WHAT YOU WILL DO: Reproduce every one of the records below verbatim, omitting the pictures from your answer.

RAW DATA:
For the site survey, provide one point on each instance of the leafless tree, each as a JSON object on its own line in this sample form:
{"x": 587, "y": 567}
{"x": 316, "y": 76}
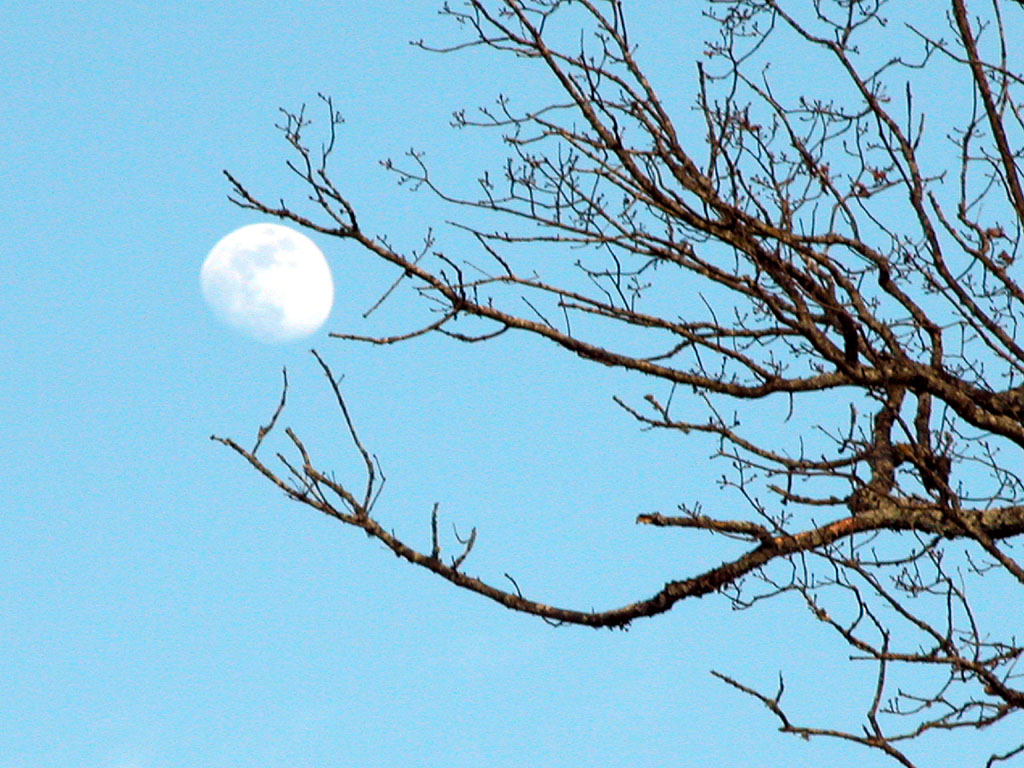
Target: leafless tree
{"x": 853, "y": 248}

THE ANSWER:
For the site survey, provide one point on each instance of the leafless tree, each as a JSON object on its own line in this sample form:
{"x": 587, "y": 567}
{"x": 316, "y": 76}
Target: leafless tree
{"x": 853, "y": 248}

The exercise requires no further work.